PASSAGE SHOWN =
· · ·

In an effort to identify areas for potential improvement, GAO underwent 
two peer reviews in fiscal year 2005. We obtained a clean opinion on 
our performance audit practice from an international team of 
experienced auditors--the first time that we have sought such an 
opinion. The independent reviewers concluded that we have designed and 
implemented an effective system of quality controls to provide 
reasonable assurance of complying with generally accepted government 
auditing standards, which are designed to ensure that audits of 
government activities are objective, independent, and reliable. This 
opinion validated that the Congress and the American people can rely on 
our work and products. Also during fiscal year 2005, GAO received an 
unqualified report, or clean opinion, on the results of the external 
peer review of its financial audit practice. External peer reviews are 
conducted on a 3-year cycle, and this is the fourth such clean opinion 
that GAO has received from an external peer reviewer since the program 
began in fiscal year 1996. The external peer reviewer, KPMG LLP, found 
that the system of quality control for GAO's financial auditing 
practice met professional standards and that GAO in fact complied with 
the standards. 

In fiscal year 2005, we met or exceeded targets for 10 of our 14 
performance measures, while setting or matching all-time records for 3 
measures. We documented $39.6 billion in financial benefits--a return 
of $83 for every dollar we spent--and over 1,400 nonfinancial benefits-
-a record for us. Our targets for fiscal years 2006 and 2007 will 
continue to challenge the agency in our efforts to support the Congress 
and serve the American people. Beginning with fiscal year 2006, we will 
add 2 internal operations measures to the list. These 2 new performance 
measures will assess how well our mission and people are supported by 
our infrastructure operations staff.

· · ·

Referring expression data
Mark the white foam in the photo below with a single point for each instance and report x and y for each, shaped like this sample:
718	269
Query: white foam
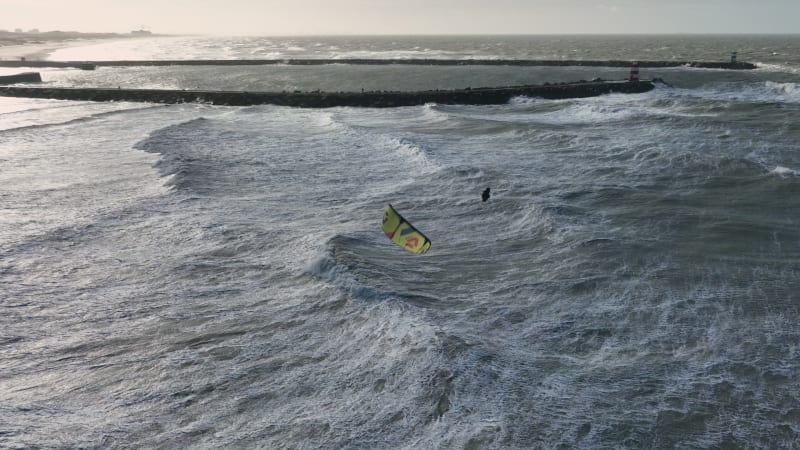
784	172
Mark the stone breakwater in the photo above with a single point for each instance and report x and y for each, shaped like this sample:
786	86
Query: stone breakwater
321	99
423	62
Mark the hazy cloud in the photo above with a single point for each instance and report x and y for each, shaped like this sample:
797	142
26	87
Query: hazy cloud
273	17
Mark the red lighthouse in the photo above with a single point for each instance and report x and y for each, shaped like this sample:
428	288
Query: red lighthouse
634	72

· · ·

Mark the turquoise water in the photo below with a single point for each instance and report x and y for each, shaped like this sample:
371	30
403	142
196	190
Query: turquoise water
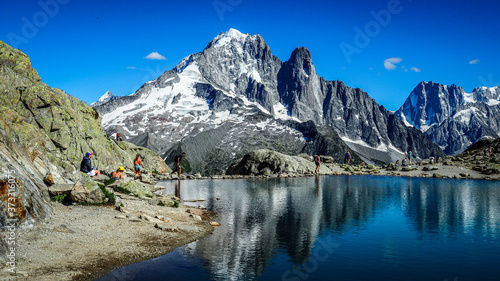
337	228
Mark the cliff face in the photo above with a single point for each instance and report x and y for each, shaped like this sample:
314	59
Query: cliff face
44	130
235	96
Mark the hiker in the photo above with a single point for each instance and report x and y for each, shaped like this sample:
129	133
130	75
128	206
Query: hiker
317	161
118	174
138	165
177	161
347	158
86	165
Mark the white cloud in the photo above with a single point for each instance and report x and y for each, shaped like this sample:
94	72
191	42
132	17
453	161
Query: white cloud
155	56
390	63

· · ·

TASK TO CARRY OUT = Copy the passage on GAO's fiscal year 2005 results, starting with "In fiscal year 2005, we" and going on through "infrastructure operations staff.", but swap "infrastructure operations staff" for "support staff".

RESULT OF THE EXERCISE =
In fiscal year 2005, we met or exceeded targets for 10 of our 14 
performance measures, while setting or matching all-time records for 3 
measures. We documented $39.6 billion in financial benefits--a return 
of $83 for every dollar we spent--and over 1,400 nonfinancial benefits-
-a record for us. Our targets for fiscal years 2006 and 2007 will 
continue to challenge the agency in our efforts to support the Congress 
and serve the American people. Beginning with fiscal year 2006, we will 
add 2 internal operations measures to the list. These 2 new performance 
measures will assess how well our mission and people are supported by 
our support staff.